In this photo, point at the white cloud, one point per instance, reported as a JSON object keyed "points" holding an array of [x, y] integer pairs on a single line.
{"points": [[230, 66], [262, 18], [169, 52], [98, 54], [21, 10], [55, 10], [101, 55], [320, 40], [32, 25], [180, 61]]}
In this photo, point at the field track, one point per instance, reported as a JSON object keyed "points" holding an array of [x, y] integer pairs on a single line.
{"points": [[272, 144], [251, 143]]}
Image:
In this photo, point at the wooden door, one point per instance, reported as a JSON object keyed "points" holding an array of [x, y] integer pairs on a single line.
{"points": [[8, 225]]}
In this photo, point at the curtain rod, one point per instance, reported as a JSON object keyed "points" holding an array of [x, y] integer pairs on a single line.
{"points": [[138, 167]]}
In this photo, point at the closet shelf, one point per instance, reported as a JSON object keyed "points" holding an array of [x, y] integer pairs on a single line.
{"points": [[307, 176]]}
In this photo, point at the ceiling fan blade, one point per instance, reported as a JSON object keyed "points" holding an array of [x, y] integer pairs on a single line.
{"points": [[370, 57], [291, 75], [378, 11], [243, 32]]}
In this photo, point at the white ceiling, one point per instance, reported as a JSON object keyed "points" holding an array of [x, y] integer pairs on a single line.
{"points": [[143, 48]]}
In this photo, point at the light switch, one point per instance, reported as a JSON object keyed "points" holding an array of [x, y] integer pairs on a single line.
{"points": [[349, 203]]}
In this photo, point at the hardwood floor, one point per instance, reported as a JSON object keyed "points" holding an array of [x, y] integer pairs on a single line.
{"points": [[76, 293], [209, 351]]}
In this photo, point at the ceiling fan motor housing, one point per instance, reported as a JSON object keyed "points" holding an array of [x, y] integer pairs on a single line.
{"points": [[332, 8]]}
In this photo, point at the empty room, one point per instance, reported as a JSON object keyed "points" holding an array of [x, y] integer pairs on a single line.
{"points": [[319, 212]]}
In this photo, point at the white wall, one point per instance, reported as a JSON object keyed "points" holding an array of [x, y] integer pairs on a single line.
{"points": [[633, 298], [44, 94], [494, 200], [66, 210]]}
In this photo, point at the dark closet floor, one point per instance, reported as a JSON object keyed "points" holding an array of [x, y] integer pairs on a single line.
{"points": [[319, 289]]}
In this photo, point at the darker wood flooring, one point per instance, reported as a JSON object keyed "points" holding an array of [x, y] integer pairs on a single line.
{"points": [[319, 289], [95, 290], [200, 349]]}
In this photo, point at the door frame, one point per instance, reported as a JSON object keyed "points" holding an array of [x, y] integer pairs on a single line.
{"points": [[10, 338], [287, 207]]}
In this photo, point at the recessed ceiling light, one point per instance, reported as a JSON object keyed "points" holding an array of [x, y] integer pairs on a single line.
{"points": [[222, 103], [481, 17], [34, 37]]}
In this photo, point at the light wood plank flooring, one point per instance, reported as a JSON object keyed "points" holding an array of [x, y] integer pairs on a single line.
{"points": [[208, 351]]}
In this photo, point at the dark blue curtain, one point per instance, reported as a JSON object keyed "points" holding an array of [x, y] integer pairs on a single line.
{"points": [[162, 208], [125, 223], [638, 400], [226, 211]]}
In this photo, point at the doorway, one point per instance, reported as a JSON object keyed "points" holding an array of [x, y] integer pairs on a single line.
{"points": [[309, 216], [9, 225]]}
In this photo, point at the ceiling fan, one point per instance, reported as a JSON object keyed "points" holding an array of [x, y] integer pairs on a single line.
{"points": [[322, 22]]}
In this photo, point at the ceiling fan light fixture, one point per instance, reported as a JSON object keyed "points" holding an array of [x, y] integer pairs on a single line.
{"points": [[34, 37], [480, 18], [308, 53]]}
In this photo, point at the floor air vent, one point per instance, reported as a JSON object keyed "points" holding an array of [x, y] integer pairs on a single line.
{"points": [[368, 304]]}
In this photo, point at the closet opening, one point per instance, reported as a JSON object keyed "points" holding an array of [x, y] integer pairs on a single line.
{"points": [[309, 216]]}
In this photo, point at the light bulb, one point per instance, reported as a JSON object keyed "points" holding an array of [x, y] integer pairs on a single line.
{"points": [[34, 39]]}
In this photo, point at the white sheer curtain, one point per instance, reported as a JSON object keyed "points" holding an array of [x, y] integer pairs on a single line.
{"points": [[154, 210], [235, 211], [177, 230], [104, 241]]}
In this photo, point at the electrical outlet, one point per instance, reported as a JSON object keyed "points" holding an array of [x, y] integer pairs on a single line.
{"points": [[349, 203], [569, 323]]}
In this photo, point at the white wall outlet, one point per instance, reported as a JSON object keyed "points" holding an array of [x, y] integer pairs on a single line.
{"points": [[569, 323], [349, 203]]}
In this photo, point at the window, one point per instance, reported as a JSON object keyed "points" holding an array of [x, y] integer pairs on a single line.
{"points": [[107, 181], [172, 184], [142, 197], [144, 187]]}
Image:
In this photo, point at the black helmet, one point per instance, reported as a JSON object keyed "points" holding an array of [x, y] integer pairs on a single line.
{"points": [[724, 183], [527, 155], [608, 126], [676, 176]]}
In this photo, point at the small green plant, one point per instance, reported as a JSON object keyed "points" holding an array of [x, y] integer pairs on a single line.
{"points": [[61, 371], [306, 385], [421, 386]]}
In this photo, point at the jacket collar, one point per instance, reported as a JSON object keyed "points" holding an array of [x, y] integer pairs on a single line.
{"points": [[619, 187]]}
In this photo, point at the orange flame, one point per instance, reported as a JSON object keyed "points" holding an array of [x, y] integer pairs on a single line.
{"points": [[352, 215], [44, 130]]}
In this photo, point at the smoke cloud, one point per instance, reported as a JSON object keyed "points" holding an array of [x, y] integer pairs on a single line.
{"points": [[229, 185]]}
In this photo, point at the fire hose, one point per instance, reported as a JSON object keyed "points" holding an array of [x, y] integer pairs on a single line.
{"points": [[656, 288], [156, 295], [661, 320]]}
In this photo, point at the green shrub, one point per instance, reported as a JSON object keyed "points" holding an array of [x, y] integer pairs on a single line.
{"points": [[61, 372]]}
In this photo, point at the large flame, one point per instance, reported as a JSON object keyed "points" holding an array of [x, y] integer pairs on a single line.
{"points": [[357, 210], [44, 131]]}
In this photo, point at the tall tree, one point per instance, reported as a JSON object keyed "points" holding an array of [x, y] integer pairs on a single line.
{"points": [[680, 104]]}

#####

**WHAT YOU HAVE TO DO**
Please output the listing in full, exactly as it was given above.

**RESULT OF THE EXERCISE**
In this photo, point at the white cloud, one point per instance, reported as a JSON object keyed "points" holding an array of [x, y] integer pairs on a single line.
{"points": [[230, 66], [262, 18], [169, 52], [98, 54], [21, 10], [55, 10], [101, 55], [320, 40], [32, 25], [180, 61]]}
In this photo, point at the field track, one point per instance, reported as a JSON object keyed "points" holding an array of [x, y] integer pairs on a single line.
{"points": [[272, 144], [251, 143]]}
Image:
In this photo, point at the wooden door, one point per instance, reported as a JSON object keyed "points" holding an array of [x, y] integer pairs on a single line.
{"points": [[8, 225]]}
In this photo, point at the curtain rod, one point per instance, reported as a JSON object keyed "points" holding an array of [x, y] integer pairs on a single line.
{"points": [[138, 167]]}
In this photo, point at the closet shelf, one point per instance, reported as a JSON object keyed "points" holding an array of [x, y] integer pairs on a single line.
{"points": [[307, 176]]}
In this photo, point at the ceiling fan blade, one point per instance, reported as a JSON object keyed "points" holding an array of [x, y] integer pairs on a single line.
{"points": [[370, 57], [291, 75], [378, 11], [243, 32]]}
In this photo, point at the white ceiling, one point per instance, reported as a JSON object keyed "points" holding an array of [x, y] integer pairs on a single line.
{"points": [[143, 48]]}
In this photo, point at the light switch, one point per instance, reported as a JSON object keyed "points" holding an array of [x, y] integer pairs on a single line.
{"points": [[349, 203]]}
In this photo, point at the hardwood floor, one point per instance, reported as a JSON object keyed "points" holding an array of [x, y] integer pairs on a single line.
{"points": [[76, 293], [209, 351]]}
In this photo, point at the ceiling fan motor housing, one point per instance, reported as a JSON object keyed "points" holding an array of [x, y] integer pairs on a single line.
{"points": [[332, 8]]}
In this photo, point at the empty room, one point per instance, reported as a JSON object keyed "points" holding an array of [x, y] integer pairs on a single line.
{"points": [[319, 212]]}
In this photo, point at the white wall, one point per instance, reported as a JSON object keyed "points" holding an array of [x, y] integer pairs on a single line.
{"points": [[633, 298], [44, 94], [494, 200], [66, 210]]}
In this photo, point at the dark closet floor, one point per instance, reported as a JSON object keyed "points" holding an array of [x, y] integer pairs on a single line.
{"points": [[319, 289]]}
In this photo, point at the darker wood flooring, one point per instance, reported as a JSON object keyed "points" holding an array of [x, y] integer pairs on a single line.
{"points": [[319, 289], [95, 290], [200, 349]]}
In this photo, point at the door frame, one point per instance, reported as a JSON object keyed "points" holding an array of [x, y] integer pairs on a single line.
{"points": [[10, 338], [287, 207]]}
In this photo, point at the recessed ceiling light, one point per instance, reported as a JSON object keyed "points" holding an array of [x, y] integer pairs on a single line.
{"points": [[222, 103], [481, 17], [34, 37]]}
In this photo, point at the light wood plank flooring, one point per instance, reported as a JSON object keyed "points" holding an array of [x, y] integer pairs on a single line.
{"points": [[208, 351]]}
In this photo, point at the dark blue curtain, one point per instance, reported as a JSON object keyed "points" holding an array of [x, y] integer pairs on a single line.
{"points": [[162, 208], [125, 223], [638, 400], [226, 211]]}
In this photo, point at the doorway, one point per instance, reported as a JSON object keyed "points" holding an array of [x, y] integer pairs on a single line.
{"points": [[309, 216], [9, 225]]}
In this photo, point at the ceiling fan, one point per instance, reported as a JSON object keyed "points" holding an array of [x, y] integer pairs on a single line.
{"points": [[322, 22]]}
In this photo, point at the ceiling fan light fixture, one point per instance, reported as a JSON object keyed "points" holding an array of [x, y] integer pairs on a single line.
{"points": [[34, 37], [480, 18], [308, 53]]}
In this photo, point at the floor air vent, one point per instance, reported as a JSON object keyed "points" holding an array of [x, y] integer pairs on a single line.
{"points": [[368, 304]]}
In this photo, point at the closet opening, one point per instance, reported as a JSON object keyed "points" holding an array of [x, y] integer pairs on a single line.
{"points": [[309, 216]]}
In this photo, point at the light bulb, one point per instance, reported as a JSON object keyed "points" holding an array of [x, y] integer pairs on a single line.
{"points": [[34, 39]]}
In this photo, point at the white sheer curtain, one point per instance, reported as a JSON object keyed "points" holding an array of [x, y] integer pairs on a single line.
{"points": [[154, 210], [235, 211], [177, 230], [104, 241]]}
In this photo, point at the electrical outlet, one point per instance, reported as a JSON object keyed "points" holding an array of [x, y] integer pairs on a single line.
{"points": [[349, 203], [569, 323]]}
In this photo, point at the white wall outlet, one point per instance, reported as a JSON object keyed "points" holding an array of [x, y] integer pairs on a single line.
{"points": [[569, 323], [349, 203]]}
In this photo, point at the window, one point per instance, reported as a JSON object keyed "points" holding an array of [x, y] integer pairs on a single line.
{"points": [[107, 181], [172, 184], [142, 197], [144, 187]]}
Image:
In this photo, point at the black helmet, one point per instance, reported as a JSON object keyed "points" holding an array of [x, y] integer pairs on a single line.
{"points": [[724, 183], [527, 155], [608, 126], [676, 176]]}
In this photo, point at the small green plant, one point per instance, reported as a JSON object keyed "points" holding an array of [x, y] integer pairs on a single line.
{"points": [[61, 371], [306, 385], [421, 386]]}
In this photo, point at the jacket collar, one point per instance, reported as a JSON object keyed "points" holding an array of [x, y] integer pairs on a single line.
{"points": [[619, 187]]}
In this photo, point at the orange flame, one point per instance, reported as a JSON object keyed "points" holding an array of [x, y] integer pairs on a single line.
{"points": [[352, 215], [44, 130]]}
In this photo, point at the smoke cloud, one point per instance, reported as a JSON object keyed "points" holding an array of [x, y] integer pairs on a single line.
{"points": [[229, 185]]}
In this photo, point at the fire hose, one point per instance, reported as a JSON object keyed "points" holding an array of [x, y] integer pairs on a single line.
{"points": [[656, 288], [156, 295], [661, 320]]}
In this photo, point at the green shrub, one point per instance, reported as a JSON object keyed "points" holding an array of [x, y] integer pairs on a single line.
{"points": [[61, 372]]}
In this photo, point at the large flame, one point per instance, reported as a JSON object keyed "points" holding an array of [x, y] integer pairs on a single line.
{"points": [[357, 210], [44, 131]]}
In this photo, point at the tall tree, one point per instance, reported as a JSON object keyed "points" holding an array of [x, y] integer pairs on a single line.
{"points": [[680, 104]]}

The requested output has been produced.